INPUT FOR THIS TASK
— start —

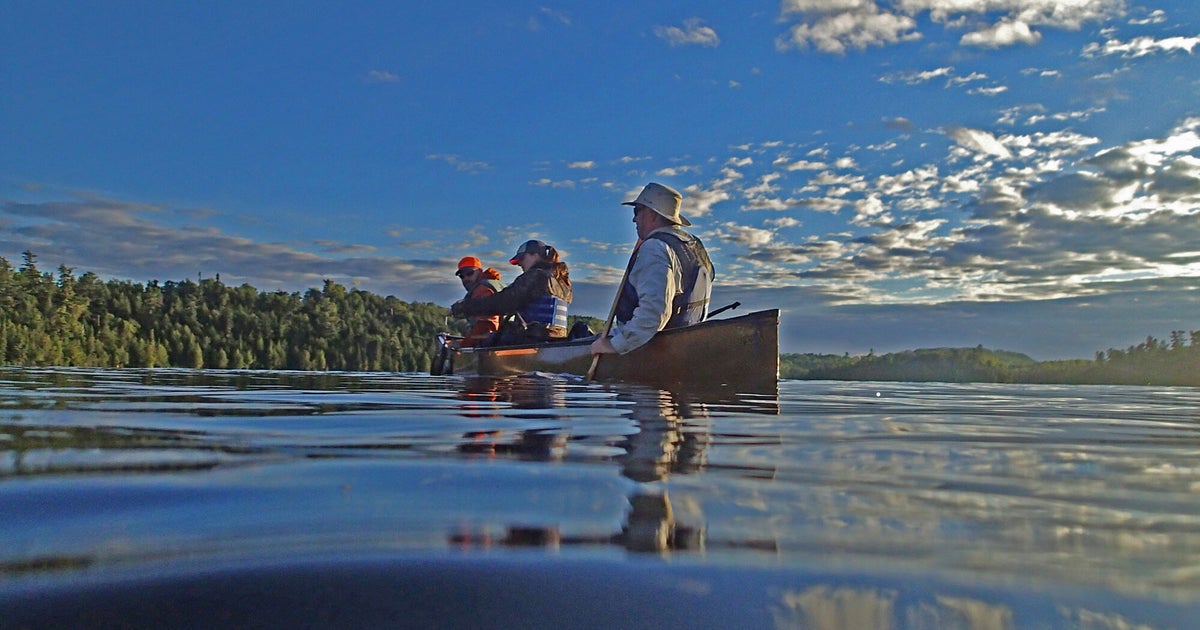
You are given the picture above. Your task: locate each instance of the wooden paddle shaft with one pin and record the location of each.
(612, 313)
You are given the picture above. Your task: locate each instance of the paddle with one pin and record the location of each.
(721, 310)
(612, 313)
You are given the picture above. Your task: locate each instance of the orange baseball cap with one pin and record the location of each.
(468, 262)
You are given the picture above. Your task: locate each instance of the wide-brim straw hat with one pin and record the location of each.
(664, 201)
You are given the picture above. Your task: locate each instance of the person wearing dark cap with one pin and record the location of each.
(670, 276)
(479, 282)
(538, 298)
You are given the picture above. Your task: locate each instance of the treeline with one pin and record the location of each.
(1151, 363)
(65, 321)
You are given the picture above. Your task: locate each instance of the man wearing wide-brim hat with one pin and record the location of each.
(670, 276)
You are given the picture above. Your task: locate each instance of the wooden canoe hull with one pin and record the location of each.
(737, 352)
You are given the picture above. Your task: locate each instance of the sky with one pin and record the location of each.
(892, 174)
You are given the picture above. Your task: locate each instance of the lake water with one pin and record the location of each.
(180, 498)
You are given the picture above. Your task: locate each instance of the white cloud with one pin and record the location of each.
(1001, 35)
(1141, 47)
(838, 25)
(861, 28)
(979, 142)
(693, 33)
(382, 76)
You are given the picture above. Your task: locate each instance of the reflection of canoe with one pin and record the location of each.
(737, 352)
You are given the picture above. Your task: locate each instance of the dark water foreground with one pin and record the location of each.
(208, 499)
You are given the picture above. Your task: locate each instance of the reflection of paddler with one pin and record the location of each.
(664, 444)
(652, 527)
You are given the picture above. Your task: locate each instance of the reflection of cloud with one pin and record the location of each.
(828, 607)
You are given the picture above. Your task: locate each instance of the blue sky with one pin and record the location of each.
(893, 174)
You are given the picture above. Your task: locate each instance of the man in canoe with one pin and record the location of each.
(669, 280)
(479, 282)
(538, 298)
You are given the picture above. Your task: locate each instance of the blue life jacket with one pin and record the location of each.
(546, 310)
(690, 306)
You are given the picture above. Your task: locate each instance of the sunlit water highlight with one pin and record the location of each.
(346, 499)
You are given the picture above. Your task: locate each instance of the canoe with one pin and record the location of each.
(739, 353)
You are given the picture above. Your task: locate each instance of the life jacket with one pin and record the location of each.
(484, 325)
(690, 305)
(491, 279)
(549, 311)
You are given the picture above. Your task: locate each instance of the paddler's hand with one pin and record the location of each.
(603, 346)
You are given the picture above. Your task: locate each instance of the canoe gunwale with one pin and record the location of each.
(747, 345)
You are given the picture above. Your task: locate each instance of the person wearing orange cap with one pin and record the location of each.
(479, 282)
(538, 298)
(670, 276)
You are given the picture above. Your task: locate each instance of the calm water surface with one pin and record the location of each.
(359, 499)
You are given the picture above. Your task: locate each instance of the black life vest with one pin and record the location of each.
(690, 305)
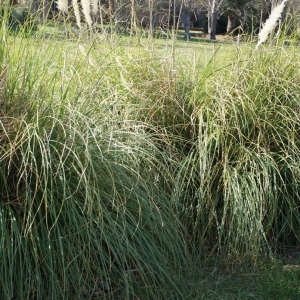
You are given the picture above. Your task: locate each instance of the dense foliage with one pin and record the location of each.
(122, 165)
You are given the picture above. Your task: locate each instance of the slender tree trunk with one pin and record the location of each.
(231, 22)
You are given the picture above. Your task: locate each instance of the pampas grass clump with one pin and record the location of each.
(270, 23)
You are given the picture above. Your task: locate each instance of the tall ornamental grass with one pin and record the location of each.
(85, 205)
(237, 188)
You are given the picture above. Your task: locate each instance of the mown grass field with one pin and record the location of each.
(136, 168)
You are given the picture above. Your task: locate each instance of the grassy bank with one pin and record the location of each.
(124, 163)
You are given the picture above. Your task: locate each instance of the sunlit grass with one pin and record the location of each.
(124, 163)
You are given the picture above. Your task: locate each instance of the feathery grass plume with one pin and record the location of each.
(95, 6)
(270, 23)
(76, 12)
(62, 5)
(86, 8)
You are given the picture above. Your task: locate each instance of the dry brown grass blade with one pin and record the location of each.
(3, 80)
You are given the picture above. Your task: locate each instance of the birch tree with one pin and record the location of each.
(213, 7)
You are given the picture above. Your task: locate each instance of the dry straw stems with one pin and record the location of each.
(270, 23)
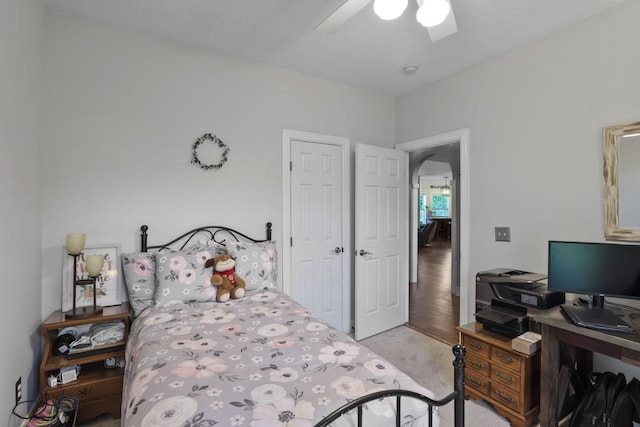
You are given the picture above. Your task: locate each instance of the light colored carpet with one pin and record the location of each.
(428, 361)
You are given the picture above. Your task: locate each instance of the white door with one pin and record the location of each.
(316, 229)
(382, 267)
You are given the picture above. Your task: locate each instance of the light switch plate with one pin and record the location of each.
(503, 234)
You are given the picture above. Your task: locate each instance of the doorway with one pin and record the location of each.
(434, 308)
(419, 151)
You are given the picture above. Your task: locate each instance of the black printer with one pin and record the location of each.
(504, 295)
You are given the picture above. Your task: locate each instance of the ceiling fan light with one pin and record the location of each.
(389, 9)
(433, 12)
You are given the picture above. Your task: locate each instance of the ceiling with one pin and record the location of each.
(365, 51)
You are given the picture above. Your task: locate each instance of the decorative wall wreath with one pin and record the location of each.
(208, 137)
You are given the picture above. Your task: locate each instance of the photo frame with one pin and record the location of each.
(109, 283)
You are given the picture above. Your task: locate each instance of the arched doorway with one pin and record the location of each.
(419, 151)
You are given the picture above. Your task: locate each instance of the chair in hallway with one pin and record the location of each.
(426, 233)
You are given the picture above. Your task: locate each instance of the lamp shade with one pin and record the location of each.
(93, 264)
(75, 243)
(389, 9)
(433, 12)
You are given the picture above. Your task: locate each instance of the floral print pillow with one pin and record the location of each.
(139, 271)
(183, 278)
(256, 263)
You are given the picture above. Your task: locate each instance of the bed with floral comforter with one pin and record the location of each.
(259, 361)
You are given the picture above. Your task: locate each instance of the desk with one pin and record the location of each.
(580, 343)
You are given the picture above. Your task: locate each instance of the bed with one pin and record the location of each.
(261, 360)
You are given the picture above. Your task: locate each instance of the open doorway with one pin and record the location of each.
(452, 148)
(434, 306)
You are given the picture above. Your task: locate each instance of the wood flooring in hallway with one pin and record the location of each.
(433, 310)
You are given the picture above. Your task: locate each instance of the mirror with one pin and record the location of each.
(621, 149)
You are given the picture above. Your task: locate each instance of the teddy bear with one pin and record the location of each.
(229, 285)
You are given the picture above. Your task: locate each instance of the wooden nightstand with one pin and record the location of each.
(507, 379)
(98, 388)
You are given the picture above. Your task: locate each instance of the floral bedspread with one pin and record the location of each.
(260, 361)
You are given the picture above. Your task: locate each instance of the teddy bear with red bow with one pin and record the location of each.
(228, 284)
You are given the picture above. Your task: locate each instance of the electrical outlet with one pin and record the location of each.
(18, 390)
(503, 234)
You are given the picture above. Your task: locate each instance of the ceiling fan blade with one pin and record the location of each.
(445, 29)
(341, 15)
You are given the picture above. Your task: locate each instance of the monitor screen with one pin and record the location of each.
(597, 269)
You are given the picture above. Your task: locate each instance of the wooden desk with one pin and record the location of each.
(560, 335)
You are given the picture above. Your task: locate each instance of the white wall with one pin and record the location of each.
(21, 50)
(535, 117)
(122, 111)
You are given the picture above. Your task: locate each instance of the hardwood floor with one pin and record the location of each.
(433, 310)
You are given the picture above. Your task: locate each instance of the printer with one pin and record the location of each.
(504, 296)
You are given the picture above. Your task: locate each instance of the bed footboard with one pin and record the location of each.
(457, 396)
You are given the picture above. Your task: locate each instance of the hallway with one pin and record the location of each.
(433, 310)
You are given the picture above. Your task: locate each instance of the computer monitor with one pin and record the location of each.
(596, 269)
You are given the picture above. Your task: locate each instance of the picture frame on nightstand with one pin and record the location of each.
(109, 283)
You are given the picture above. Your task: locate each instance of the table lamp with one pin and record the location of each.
(93, 266)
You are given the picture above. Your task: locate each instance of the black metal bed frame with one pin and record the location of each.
(457, 395)
(214, 231)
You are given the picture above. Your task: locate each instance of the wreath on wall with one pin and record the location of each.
(195, 160)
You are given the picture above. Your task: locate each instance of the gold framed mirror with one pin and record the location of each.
(621, 149)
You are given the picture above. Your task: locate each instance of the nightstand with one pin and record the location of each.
(98, 388)
(507, 379)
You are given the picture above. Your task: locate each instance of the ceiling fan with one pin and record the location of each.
(435, 15)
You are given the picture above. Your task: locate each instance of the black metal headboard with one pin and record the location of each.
(212, 230)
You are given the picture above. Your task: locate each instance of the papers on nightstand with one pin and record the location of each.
(527, 343)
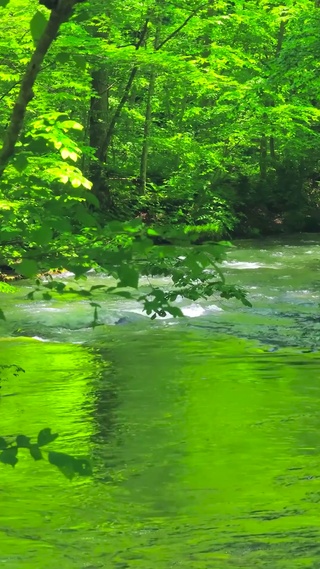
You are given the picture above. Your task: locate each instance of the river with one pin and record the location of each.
(203, 432)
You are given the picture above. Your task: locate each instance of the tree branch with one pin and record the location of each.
(177, 30)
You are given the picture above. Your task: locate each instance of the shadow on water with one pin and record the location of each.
(206, 453)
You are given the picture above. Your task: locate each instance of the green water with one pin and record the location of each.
(204, 433)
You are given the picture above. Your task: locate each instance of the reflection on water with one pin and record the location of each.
(206, 453)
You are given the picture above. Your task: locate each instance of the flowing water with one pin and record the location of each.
(204, 432)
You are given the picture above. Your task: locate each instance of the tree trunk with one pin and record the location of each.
(57, 16)
(146, 134)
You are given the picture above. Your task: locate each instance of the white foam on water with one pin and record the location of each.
(193, 310)
(214, 308)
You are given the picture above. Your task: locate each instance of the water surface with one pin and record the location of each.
(204, 433)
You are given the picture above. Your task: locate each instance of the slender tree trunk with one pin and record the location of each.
(57, 16)
(263, 157)
(146, 134)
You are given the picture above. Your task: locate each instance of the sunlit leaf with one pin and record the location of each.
(27, 268)
(37, 26)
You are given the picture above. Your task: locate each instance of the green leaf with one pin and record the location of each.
(35, 452)
(9, 456)
(27, 268)
(21, 162)
(174, 311)
(80, 61)
(45, 437)
(5, 287)
(46, 296)
(37, 26)
(23, 441)
(42, 236)
(62, 57)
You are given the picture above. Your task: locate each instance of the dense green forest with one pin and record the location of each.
(136, 139)
(199, 115)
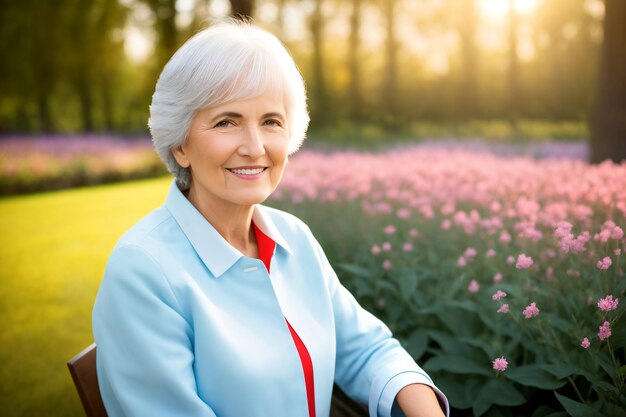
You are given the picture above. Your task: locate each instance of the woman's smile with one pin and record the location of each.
(248, 172)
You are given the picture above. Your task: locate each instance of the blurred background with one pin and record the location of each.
(375, 69)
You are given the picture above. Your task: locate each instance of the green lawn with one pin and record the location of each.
(53, 249)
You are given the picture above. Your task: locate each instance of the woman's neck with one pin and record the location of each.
(233, 222)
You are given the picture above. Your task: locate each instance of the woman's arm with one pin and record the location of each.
(145, 351)
(418, 400)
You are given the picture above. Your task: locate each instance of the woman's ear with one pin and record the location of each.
(181, 157)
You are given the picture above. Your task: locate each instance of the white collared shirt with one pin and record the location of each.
(188, 326)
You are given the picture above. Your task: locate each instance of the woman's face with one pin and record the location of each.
(236, 152)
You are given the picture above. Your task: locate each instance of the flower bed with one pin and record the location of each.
(50, 163)
(503, 276)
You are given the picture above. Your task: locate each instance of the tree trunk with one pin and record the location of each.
(355, 100)
(608, 119)
(390, 82)
(320, 105)
(241, 8)
(514, 98)
(469, 105)
(43, 108)
(107, 105)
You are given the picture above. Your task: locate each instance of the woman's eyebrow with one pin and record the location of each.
(273, 114)
(227, 114)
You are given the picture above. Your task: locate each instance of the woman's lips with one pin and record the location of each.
(248, 173)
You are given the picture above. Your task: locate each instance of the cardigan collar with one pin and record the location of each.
(216, 253)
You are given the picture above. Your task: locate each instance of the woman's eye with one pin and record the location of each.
(272, 122)
(225, 123)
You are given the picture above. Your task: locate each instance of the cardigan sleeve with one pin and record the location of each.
(371, 366)
(145, 356)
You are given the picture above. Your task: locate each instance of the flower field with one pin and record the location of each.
(503, 276)
(49, 163)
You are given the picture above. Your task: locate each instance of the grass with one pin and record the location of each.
(53, 250)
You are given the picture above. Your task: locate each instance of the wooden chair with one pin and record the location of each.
(83, 370)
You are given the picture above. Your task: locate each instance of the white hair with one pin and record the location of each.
(226, 62)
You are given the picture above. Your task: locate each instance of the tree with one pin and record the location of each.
(513, 72)
(469, 100)
(319, 94)
(241, 8)
(608, 119)
(390, 76)
(355, 99)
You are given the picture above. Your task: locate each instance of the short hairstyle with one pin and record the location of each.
(225, 62)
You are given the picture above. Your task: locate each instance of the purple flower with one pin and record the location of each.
(500, 364)
(604, 331)
(608, 303)
(585, 343)
(531, 311)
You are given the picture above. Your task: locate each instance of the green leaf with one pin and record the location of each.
(576, 409)
(544, 411)
(496, 392)
(417, 344)
(534, 376)
(560, 371)
(357, 270)
(558, 323)
(407, 284)
(456, 364)
(448, 343)
(454, 389)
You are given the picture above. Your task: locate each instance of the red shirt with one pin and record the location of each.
(266, 251)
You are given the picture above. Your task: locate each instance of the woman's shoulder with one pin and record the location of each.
(285, 222)
(154, 227)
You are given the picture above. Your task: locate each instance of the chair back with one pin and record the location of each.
(83, 370)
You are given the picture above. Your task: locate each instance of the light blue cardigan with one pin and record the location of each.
(188, 326)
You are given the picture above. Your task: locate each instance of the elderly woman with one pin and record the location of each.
(214, 305)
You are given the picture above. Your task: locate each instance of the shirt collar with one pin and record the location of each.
(216, 253)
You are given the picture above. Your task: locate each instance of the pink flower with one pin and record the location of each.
(563, 229)
(585, 343)
(531, 311)
(403, 213)
(608, 303)
(504, 308)
(390, 230)
(500, 364)
(498, 295)
(605, 263)
(604, 331)
(523, 261)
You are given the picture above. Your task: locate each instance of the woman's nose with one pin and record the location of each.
(252, 144)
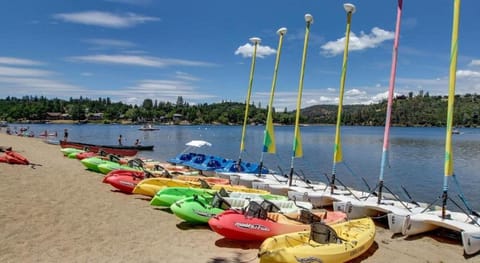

— end —

WHAT YOU ARE ASKED TO DO
Give only the number of lines in the listing above that contain the string "cardigan".

FINAL ANSWER
3